Task brief – Please turn every line of the records below into a single numbered list, skipping blank lines and leaving out the pictures.

Materials provided –
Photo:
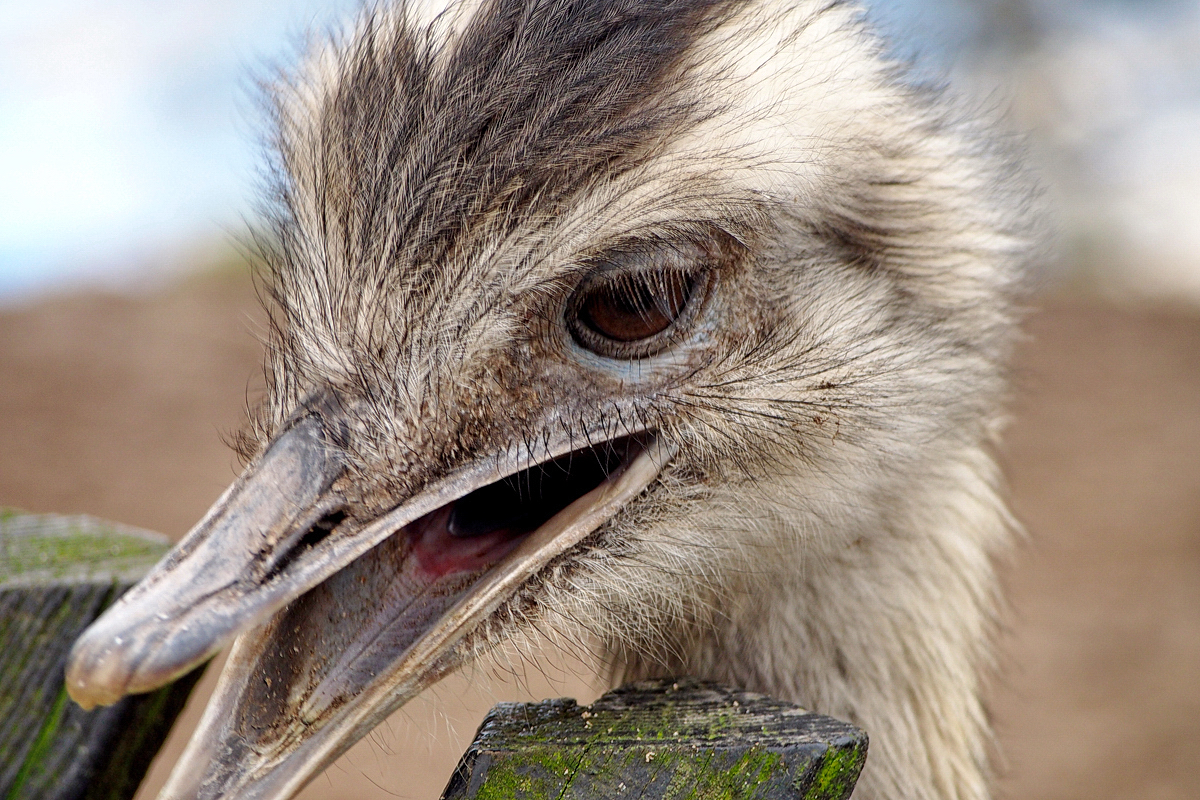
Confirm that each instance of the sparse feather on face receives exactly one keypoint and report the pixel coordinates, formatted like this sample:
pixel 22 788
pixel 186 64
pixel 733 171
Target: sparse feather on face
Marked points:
pixel 724 236
pixel 444 190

Full output –
1. Photo:
2. Confirm that each instance of the sparse feather on face receives exactly one keypoint and report the pixel coordinates, formatted like this sample:
3. pixel 22 788
4. pixel 186 64
5. pixel 733 171
6. Target: sparse feather on face
7. Marked points:
8. pixel 724 236
9. pixel 444 190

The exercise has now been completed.